== Text passage

Wednesday, July 23, 2008

Yikes!

Is it true, as my father believes, that creative, smart people go looking for trouble to spice up lives that are just too easy?

He says this about Five-of-Six, who has put herself in more dire straits more often than you can imagine. He says it about her, but he says it to me. A word to the wise.

I do go looking for trouble.

Trouble—complexities, obstacles, impossible challenges, the alien, surprises, threats--spices up a life I could otherwise live, have done, with one hand tied behind my back.

Living without using all of your faculties is subsisting; routine is a sensory-deprivation tank. Trouble calls on all of your faculties, all at once, urgently.

Looking for trouble is not chasing cheap thrills. Not at all.

Challenges and sensation-seeking: These are nothing. The Adventurer of the Moment bats them away as a superhero does henchmen, and for the same reason: to get at the Main Man, the Joker. To see in the mirror.

Trouble is not trouble if it doesn’t rattle your edifice and the ground it stands on.

Trouble is not trouble if it doesn’t rattle your soul.

Tango is a world of trouble.

Heh, heh.

* * *

Some people don’t go looking for trouble. They are like my father. They do not need to be shaken in order to use all of their faculties. Their territory is the intensity of the particular rather than the vast deeps.

When he was in high school, my father read a novel. Two sisters live in rural England, in the merchant class. One goes to London, pursues a glamorous career on the stage; the other stays home and takes over the family business.

====

Set problem 1
In the blog post, what is routine compared to?
Set problem 2
Do these statements agree with the blog post? (a) The father's remark is about Five-of-Six, but he says it to the narrator. (b) Looking for trouble means chasing cheap thrills. (c) In the novel the father read in high school, both sisters go to London.
Set problem 3
Print the part of the blog post between "Wednesday, July 23, 2008" and "at once, urgently.", inclusive.

== Information shown

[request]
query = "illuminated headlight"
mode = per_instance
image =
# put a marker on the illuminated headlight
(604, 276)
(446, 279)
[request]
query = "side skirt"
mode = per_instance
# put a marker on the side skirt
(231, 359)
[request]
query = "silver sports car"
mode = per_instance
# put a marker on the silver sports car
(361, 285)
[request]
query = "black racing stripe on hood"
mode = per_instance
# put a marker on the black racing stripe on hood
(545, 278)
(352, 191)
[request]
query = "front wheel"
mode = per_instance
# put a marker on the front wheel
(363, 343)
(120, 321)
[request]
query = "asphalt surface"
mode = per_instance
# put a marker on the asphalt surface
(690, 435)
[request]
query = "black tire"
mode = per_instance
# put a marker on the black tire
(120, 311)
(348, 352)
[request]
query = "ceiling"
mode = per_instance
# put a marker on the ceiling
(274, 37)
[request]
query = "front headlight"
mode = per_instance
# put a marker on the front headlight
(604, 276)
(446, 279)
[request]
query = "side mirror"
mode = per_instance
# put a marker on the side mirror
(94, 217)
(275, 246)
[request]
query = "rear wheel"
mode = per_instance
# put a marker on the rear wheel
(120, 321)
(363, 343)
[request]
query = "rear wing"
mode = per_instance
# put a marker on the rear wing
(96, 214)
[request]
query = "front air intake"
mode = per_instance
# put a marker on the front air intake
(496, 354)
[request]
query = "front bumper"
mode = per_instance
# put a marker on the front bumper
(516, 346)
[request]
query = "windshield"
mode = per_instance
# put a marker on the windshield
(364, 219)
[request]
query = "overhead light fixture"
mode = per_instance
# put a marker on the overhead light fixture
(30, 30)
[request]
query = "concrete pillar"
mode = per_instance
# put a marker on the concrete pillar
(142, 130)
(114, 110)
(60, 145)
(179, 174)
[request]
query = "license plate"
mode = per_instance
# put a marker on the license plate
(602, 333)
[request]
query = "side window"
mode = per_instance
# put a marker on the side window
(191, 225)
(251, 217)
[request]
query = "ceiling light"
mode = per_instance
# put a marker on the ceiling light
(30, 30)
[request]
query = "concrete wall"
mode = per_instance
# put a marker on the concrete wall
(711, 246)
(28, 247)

====

Exercise solution 1
A sensory-deprivation tank.

Exercise solution 2
(a) Yes: "He says it about her, but he says it to me."
(b) No: "Looking for trouble is not chasing cheap thrills."
(c) No: "One goes to London, pursues a glamorous career on the stage; the other stays home and takes over the family business."

Exercise solution 3
Wednesday, July 23, 2008

Yikes!

Is it true, as my father believes, that creative, smart people go looking for trouble to spice up lives that are just too easy?

He says this about Five-of-Six, who has put herself in more dire straits more often than you can imagine. He says it about her, but he says it to me. A word to the wise.

I do go looking for trouble.

Trouble—complexities, obstacles, impossible challenges, the alien, surprises, threats--spices up a life I could otherwise live, have done, with one hand tied behind my back.

Living without using all of your faculties is subsisting; routine is a sensory-deprivation tank. Trouble calls on all of your faculties, all at once, urgently.